— TASK GOAL —
Continue the transcript of the discussion about primaries, polls, and the midterm elections, picking up right after its final sentence.

The guy who won, his name, Gillum, I believe his name, Andrew Gillum, African-American mayor in
Florida. He won the Democratic primary. Who campaigned for him bernie sanders so we have the the polarization all these things that
rob was saying was going to happen was happening and i was saying no no no no it's not calm down
rob was right i'm not going to add the corollary that i was wrong but rob was right well i we're
recording this right that's a i'm glad this is glad this is going to go out into space.
Look, here's what I think. I think that it just is one more indication that the party faithful, the engines that drive both parties, by that I mean the people who vote in primaries.
That's not a big number, but the hot molten core are made up of firebrands and
true believers. Good thing, bad thing, however you want to look at it. The problem is that the
elections are not won by that, mostly.
It is perfectly, I think,
accurate to say that the President of the United States is currently in the White House because
of the absolute enthusiasm and fervor of firebrands and true believers.
So all of the old political wisdom is up for grabs really until I think until 2020 when we find out what actually drives voters to the voting booth in a general.
We kind of already knew what drives people to the vote,
what drives party members to the voting booth primary.
But the general to me, or even November, like this November,
will be really interesting.
And I think anybody who thinks they know what's going on is,
I mean, maybe there's statistics there I haven't seen.
It seems really, really hard to pinpoint.
I just think these are two parties in desperate search of a message that inspires the great big shrugging middle and also their firebrand true believers.
And I'm not sure that there is a message like that.
I'm not sure.
Reagan had that message and Clinton had that message and Obama had that.
But I'm not sure anybody in the party right now has that message.
One other interesting fact, the polls, the way they stand right now, it looks as though a very small victory in the House of Representatives, winning control of that body by some low single-digit number of seats.
Very, very close.
In the Senate, where Republicans are defending far fewer seats than Democrats and where Democrats have 10 candidates up for election or reelection in states that Donald Trump carried.
And in the Senate, again, where Republicans were expecting until, oh, at least a month ago to pick up two or three or four seats.
What are the polls showing?
Absolutely unchanged.
Republicans pick up three seats and democrats pick up three seats and after the
election in november if the polls hold today it'll be 51 49 all over again right we with donald trump
so dominates the news cycles that we sometimes forget it's all really really close it's really
close it is really yes he dominated but it's chaff and it's hash i mean
trump's worst week ever and his numbers just basically don't go anywhere well there are two
ways there are two ways looking that way go ahead sorry well the flip of that the flip of that is
that his best week ever he gets up at 48 49 in some polls ronald reagan only spent a couple of
months below 50 so donald trump just can't quite touch Ronald Reagan's lowest point.

Excerpts of bounding box data
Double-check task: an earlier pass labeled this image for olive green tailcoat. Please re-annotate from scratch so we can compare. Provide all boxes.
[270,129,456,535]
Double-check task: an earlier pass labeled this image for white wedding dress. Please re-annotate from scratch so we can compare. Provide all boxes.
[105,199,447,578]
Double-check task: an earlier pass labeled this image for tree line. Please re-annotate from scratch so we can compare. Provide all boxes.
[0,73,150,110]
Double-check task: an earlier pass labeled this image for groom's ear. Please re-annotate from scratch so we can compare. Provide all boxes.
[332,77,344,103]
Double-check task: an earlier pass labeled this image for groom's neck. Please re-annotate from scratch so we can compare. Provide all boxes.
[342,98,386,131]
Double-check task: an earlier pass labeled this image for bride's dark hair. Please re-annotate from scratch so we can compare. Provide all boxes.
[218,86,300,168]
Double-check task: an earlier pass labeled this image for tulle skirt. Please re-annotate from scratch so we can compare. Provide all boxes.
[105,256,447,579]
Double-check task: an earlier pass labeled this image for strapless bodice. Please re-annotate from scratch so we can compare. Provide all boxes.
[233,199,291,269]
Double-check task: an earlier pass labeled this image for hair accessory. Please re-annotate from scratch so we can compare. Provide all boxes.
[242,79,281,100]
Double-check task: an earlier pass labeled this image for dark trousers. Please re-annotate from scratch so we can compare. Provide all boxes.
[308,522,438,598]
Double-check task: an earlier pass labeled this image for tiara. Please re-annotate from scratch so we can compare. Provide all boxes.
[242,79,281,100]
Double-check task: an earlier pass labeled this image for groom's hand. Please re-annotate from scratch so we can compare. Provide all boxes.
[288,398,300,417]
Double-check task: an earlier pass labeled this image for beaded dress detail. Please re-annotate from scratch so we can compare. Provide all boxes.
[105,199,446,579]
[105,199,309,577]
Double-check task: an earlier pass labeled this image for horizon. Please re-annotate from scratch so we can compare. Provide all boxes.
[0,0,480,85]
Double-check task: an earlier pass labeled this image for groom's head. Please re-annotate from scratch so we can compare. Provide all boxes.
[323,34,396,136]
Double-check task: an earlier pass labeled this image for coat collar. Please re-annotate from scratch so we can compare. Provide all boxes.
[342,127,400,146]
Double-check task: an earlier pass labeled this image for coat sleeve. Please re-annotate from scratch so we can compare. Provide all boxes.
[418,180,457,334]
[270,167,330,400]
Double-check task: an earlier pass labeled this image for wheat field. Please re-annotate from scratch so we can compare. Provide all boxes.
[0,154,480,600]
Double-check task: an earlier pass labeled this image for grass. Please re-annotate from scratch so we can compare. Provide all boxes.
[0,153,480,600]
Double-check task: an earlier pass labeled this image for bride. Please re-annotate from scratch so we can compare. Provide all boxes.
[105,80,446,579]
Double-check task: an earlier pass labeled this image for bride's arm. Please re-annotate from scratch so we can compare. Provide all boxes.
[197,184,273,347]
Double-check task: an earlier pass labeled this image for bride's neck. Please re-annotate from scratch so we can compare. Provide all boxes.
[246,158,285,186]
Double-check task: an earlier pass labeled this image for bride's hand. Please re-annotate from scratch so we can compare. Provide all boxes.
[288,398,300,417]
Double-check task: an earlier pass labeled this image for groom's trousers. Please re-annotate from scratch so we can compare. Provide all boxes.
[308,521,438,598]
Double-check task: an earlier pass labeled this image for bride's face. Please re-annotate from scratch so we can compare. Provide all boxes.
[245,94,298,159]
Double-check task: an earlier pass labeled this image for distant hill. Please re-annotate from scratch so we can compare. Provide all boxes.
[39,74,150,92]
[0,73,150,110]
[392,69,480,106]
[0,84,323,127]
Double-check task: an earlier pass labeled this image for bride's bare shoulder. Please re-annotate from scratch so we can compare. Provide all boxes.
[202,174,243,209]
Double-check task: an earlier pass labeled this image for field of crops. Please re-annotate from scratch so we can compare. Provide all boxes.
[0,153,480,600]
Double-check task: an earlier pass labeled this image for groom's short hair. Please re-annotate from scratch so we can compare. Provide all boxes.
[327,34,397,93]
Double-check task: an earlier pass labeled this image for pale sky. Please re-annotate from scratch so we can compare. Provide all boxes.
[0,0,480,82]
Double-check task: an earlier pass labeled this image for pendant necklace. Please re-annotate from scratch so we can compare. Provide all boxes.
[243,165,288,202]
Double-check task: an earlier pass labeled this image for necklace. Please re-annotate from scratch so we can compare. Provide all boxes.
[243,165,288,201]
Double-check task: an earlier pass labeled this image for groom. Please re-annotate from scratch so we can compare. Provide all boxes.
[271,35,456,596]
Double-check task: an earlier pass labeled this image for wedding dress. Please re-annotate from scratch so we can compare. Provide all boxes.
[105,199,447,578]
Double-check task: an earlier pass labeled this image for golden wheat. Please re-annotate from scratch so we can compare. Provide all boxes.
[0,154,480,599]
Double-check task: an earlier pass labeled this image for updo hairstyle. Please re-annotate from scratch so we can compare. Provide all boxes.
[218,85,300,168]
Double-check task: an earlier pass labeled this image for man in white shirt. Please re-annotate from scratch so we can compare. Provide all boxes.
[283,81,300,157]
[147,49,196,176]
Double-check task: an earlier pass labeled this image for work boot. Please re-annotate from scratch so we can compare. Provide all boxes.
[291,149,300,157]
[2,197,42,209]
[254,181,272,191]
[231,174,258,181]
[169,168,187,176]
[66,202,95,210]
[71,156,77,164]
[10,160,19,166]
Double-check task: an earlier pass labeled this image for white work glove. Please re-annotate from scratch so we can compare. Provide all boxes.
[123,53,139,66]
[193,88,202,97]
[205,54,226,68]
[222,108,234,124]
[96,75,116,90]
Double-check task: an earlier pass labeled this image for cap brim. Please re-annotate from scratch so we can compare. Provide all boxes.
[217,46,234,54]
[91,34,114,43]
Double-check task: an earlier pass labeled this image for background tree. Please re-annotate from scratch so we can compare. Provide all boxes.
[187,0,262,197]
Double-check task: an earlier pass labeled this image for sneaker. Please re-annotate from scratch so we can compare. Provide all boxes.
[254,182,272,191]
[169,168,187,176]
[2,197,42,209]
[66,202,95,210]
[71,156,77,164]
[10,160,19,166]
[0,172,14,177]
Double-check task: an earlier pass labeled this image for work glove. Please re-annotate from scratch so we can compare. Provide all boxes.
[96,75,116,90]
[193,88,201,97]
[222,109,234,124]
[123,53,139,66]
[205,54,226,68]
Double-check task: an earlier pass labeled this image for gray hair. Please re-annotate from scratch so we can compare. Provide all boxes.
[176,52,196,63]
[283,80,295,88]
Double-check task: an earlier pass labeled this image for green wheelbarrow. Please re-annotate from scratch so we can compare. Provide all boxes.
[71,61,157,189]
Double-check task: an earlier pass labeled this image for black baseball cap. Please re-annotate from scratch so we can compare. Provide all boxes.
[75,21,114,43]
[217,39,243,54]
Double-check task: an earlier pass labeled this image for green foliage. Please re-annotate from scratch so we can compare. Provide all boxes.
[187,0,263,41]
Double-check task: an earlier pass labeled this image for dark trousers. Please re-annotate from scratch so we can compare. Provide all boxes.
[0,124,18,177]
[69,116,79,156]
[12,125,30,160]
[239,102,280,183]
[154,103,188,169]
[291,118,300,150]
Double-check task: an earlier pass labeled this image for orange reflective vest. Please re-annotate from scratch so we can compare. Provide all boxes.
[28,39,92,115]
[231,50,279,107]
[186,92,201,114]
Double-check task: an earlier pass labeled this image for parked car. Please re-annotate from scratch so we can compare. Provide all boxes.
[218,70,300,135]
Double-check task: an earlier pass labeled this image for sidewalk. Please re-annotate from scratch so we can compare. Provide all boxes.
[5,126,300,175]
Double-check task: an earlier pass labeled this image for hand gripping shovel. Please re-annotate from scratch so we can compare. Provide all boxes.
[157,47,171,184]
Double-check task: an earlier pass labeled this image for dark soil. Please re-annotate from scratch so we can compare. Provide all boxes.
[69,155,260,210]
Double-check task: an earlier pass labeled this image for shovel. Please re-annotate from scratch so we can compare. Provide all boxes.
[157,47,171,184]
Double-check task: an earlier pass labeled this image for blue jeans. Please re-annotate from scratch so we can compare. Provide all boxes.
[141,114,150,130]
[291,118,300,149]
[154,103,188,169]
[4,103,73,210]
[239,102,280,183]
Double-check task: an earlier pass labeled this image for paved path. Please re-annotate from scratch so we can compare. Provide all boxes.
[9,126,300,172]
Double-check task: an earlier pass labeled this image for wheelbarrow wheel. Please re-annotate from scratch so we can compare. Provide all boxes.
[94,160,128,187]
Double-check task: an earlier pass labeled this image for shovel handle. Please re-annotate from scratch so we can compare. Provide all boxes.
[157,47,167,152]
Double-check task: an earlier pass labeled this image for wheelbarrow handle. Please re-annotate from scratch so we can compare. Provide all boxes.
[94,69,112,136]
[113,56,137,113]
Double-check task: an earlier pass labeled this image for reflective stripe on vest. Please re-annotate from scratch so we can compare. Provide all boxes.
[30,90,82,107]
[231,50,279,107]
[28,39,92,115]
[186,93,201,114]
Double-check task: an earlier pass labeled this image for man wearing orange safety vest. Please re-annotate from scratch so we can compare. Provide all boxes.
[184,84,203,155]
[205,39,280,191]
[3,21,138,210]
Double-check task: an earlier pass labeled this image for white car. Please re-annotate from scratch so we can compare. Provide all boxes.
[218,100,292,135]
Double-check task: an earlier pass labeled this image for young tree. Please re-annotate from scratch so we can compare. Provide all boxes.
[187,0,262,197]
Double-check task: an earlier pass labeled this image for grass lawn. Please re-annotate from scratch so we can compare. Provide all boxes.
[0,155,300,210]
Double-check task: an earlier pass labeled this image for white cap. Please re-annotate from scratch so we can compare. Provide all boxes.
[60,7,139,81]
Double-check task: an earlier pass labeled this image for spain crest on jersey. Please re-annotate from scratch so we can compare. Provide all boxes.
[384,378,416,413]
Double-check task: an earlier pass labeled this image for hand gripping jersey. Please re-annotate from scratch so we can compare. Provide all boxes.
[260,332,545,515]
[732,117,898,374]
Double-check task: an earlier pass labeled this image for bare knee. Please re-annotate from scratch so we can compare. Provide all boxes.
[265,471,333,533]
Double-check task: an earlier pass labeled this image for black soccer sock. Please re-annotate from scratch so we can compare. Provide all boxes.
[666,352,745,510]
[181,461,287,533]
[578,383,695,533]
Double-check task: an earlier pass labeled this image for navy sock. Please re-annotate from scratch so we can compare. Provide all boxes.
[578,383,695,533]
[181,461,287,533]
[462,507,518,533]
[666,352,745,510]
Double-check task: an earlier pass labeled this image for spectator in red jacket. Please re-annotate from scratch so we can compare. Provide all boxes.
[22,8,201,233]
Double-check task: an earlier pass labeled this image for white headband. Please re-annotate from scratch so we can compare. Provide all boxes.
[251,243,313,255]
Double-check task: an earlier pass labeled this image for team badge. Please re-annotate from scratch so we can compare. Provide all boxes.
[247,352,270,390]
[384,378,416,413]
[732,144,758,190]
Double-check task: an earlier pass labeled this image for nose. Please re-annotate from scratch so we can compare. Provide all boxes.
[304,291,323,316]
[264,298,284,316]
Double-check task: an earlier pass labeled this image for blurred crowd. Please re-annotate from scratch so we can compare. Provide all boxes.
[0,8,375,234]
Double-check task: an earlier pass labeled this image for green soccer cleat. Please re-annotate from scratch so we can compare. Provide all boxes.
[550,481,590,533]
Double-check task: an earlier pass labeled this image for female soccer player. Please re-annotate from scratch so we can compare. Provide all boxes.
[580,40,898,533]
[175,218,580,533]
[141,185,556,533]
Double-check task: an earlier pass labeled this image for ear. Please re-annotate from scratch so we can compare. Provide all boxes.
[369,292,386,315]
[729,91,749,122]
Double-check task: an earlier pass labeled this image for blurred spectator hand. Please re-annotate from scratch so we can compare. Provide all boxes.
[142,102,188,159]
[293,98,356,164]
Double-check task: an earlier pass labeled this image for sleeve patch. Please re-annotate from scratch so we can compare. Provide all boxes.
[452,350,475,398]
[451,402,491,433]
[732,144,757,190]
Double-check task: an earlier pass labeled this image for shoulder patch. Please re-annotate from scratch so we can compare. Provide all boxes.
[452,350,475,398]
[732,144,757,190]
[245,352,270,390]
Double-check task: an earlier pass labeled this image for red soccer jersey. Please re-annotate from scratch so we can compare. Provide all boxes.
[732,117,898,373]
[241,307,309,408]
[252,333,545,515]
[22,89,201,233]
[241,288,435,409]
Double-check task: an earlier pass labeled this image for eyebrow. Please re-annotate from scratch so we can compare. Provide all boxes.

— RIGHT ANSWER —
The guy, he has his base, but he has not reached out to the rest of the country.
It's all frozen, it seems to me.
So I think we're seeing that Trump confounds all sorts of measurements, right?
And one of the measurements I think he confounds is measurements of popularity and who's going to vote for him, who's going to like him.
The most interesting thing about those polls is how incredibly rock steady they are.
That's right.
And that's just not normal.
That's not what a normal – even a normal successful popular president doesn't get that.
And he gets that, and I think there are a lot of people who do not want to tell pollsters they do not like him.
And there are probably a lot of people who do not want to tell pollsters they do like him.
Yeah, I think that's the case as well too.
And then you have all that – sorry, go ahead.
No, I just think that one of the reasons perhaps that the numbers don't move is just that people don't have the same sort of involvement that they might have with a reagan
character right they they they you know reagan was somebody that you could feel aspirational about
and i don't know what i'm saying literally i don't know where i'm going with this other than
no i don't i mean i had a james just improvise watching you improvise is good enough for me
go i've been standing on a state fair stage for the last seven days improvising for 30 minutes a day, throwing lip balm at people, interviewing a lady who's got a lamb in her lap.
OK, so I'm pretty much done with that.
Well, wait a minute.
Stop there.
What did you learn about America at the state fair?
That's the place to learn.
Well, that people sit there and listen to a Democratic politician with kindness and patience.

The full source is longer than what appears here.